--- LISTING ---
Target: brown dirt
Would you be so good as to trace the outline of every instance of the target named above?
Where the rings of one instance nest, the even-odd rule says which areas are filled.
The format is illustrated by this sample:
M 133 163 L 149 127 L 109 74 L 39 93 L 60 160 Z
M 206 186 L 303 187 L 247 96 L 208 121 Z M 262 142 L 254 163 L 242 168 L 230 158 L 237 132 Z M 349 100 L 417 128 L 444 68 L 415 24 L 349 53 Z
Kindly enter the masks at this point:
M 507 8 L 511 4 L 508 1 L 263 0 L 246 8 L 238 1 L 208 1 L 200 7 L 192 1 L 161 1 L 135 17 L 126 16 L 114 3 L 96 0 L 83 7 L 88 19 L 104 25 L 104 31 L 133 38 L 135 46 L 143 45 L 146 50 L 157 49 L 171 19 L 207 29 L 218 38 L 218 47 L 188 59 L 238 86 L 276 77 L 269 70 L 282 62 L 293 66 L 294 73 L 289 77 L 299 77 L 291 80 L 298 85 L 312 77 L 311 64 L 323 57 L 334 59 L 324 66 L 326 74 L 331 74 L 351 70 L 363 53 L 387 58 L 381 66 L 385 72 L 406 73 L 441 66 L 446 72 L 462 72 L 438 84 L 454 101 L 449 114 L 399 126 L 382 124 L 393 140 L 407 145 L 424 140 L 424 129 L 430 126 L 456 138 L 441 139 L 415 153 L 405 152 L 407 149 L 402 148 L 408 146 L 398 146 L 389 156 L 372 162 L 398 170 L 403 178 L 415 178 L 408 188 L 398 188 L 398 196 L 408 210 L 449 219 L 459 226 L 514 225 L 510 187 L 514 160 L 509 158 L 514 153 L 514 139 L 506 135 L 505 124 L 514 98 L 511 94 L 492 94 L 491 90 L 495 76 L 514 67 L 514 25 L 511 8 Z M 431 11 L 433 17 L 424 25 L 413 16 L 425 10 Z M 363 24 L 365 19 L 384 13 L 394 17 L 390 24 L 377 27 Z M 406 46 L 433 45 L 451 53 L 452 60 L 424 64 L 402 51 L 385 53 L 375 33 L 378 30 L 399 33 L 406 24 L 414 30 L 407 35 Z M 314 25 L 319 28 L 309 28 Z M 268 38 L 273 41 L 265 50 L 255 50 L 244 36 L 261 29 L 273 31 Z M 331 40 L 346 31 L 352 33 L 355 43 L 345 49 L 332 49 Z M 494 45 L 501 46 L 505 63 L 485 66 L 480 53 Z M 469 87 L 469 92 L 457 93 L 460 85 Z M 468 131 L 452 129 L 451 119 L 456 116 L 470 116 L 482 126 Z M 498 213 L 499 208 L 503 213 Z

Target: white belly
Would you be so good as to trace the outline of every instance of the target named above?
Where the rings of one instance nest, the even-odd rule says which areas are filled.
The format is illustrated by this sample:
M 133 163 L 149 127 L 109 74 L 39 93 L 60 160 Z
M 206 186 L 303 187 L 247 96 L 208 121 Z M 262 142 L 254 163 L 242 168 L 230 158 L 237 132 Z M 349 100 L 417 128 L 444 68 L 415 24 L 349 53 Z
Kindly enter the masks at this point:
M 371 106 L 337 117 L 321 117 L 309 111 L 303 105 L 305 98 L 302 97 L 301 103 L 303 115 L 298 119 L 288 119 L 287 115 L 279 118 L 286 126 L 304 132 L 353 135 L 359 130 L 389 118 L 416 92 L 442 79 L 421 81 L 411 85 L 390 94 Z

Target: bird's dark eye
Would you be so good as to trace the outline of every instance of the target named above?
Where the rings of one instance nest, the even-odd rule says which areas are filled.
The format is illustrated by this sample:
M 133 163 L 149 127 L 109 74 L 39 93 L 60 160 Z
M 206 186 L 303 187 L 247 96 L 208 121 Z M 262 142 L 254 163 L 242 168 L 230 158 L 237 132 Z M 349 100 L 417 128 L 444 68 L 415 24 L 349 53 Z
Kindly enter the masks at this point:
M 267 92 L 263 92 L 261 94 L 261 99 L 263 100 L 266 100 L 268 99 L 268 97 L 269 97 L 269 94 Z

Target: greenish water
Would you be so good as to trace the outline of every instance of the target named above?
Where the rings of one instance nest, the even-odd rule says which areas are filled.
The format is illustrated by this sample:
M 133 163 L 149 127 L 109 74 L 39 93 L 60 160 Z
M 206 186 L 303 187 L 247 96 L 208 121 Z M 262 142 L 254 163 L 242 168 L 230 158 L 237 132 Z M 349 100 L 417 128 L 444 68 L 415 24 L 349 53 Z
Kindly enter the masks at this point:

--- DIRECTION ---
Reproduce every line of the records above verbatim, leaving each line unchanged and in its original order.

--- WRITTEN RESPONSE ---
Target: brown dirt
Would you be so good as to trace the outline of every instance of the target named above?
Where the rings of one instance nest, the even-odd rule says which areas are filled.
The format is illustrated by this sample:
M 133 163 L 149 127 L 109 74 L 39 93 L 60 160 Z
M 206 186 L 303 187 L 247 96 L 208 121 Z M 262 142 L 254 163 L 242 168 L 230 158 L 237 132 Z M 349 100 L 417 128 L 444 68 L 415 24 L 349 53 Z
Kindly enter the masks at this point:
M 507 8 L 511 4 L 508 1 L 263 0 L 246 8 L 238 1 L 208 1 L 200 7 L 192 1 L 161 1 L 135 17 L 126 16 L 114 3 L 96 0 L 83 7 L 88 19 L 104 25 L 104 31 L 133 38 L 135 46 L 143 45 L 146 50 L 157 49 L 171 19 L 207 29 L 218 38 L 218 47 L 188 59 L 238 86 L 276 77 L 269 70 L 282 62 L 293 66 L 294 73 L 289 77 L 299 77 L 291 80 L 298 85 L 312 77 L 311 64 L 323 57 L 334 59 L 324 66 L 326 74 L 331 74 L 351 70 L 363 53 L 387 58 L 381 66 L 385 72 L 406 73 L 441 66 L 446 72 L 462 72 L 438 84 L 454 101 L 449 114 L 399 126 L 382 124 L 393 140 L 407 145 L 424 140 L 424 129 L 430 126 L 456 138 L 441 139 L 415 153 L 405 152 L 407 149 L 402 148 L 408 146 L 398 146 L 389 156 L 372 162 L 398 170 L 403 178 L 415 178 L 408 188 L 398 188 L 398 196 L 408 210 L 449 219 L 459 226 L 514 225 L 510 187 L 514 160 L 509 158 L 514 153 L 514 139 L 506 135 L 505 124 L 514 98 L 511 94 L 492 94 L 491 90 L 495 76 L 514 67 L 514 25 L 511 8 Z M 431 11 L 433 17 L 424 25 L 413 16 L 425 10 Z M 363 24 L 365 19 L 384 13 L 394 17 L 390 24 L 377 27 Z M 406 46 L 433 45 L 451 53 L 452 60 L 424 64 L 402 51 L 385 53 L 375 33 L 378 30 L 399 33 L 406 24 L 414 30 L 407 35 Z M 314 25 L 319 28 L 309 28 Z M 268 38 L 273 41 L 265 50 L 255 50 L 244 36 L 261 29 L 273 31 Z M 331 40 L 346 31 L 352 33 L 355 43 L 345 49 L 332 49 Z M 494 45 L 501 46 L 505 63 L 485 66 L 480 53 Z M 469 87 L 469 92 L 457 93 L 460 85 Z M 468 131 L 452 129 L 451 119 L 456 116 L 470 116 L 482 126 Z M 498 213 L 499 208 L 503 213 Z

Target: white belly
Would you be so good as to trace the outline of every instance of the target named above?
Where the rings of one instance nest, the even-odd rule says which areas are filled.
The format is illustrated by this sample:
M 133 163 L 149 127 L 109 74 L 39 93 L 60 160 Z
M 206 186 L 303 187 L 247 96 L 208 121 Z M 262 142 L 254 163 L 242 168 L 230 158 L 237 132 Z M 349 100 L 417 128 L 444 68 L 415 24 L 349 53 Z
Kindly enter the masks at this point:
M 371 106 L 337 117 L 321 117 L 309 111 L 303 105 L 305 98 L 302 97 L 301 103 L 303 115 L 298 119 L 288 119 L 287 115 L 279 118 L 286 126 L 304 132 L 353 135 L 359 130 L 389 118 L 416 92 L 442 79 L 421 81 L 411 85 L 390 94 Z

Target: bird's dark eye
Would you be so good as to trace the outline of every instance of the target named above?
Where the rings of one instance nest, the even-odd rule says which areas are filled.
The format is illustrated by this sample:
M 133 163 L 149 127 L 109 74 L 39 93 L 60 160 Z
M 206 186 L 303 187 L 247 96 L 208 121 Z M 262 142 L 254 163 L 242 168 L 230 158 L 237 132 Z M 349 100 L 417 128 L 444 68 L 415 24 L 349 53 Z
Kindly enter the masks at this point:
M 267 92 L 263 92 L 261 94 L 261 99 L 263 100 L 266 100 L 268 99 L 268 97 L 269 97 L 269 94 Z

Target: greenish water
Would you be so good as to trace the outline of every instance of the target named above?
Where the rings of one instance nest, the even-odd rule says which areas are filled.
The format is illustrated by this sample:
M 133 163 L 149 127 L 109 74 L 39 93 L 60 160 Z
M 206 186 L 303 187 L 247 96 L 208 121 Z M 262 142 L 254 163 L 242 168 L 230 158 L 237 132 Z M 349 100 L 417 128 L 444 68 L 415 24 L 349 53 Z
Kindly enter the masks at this point:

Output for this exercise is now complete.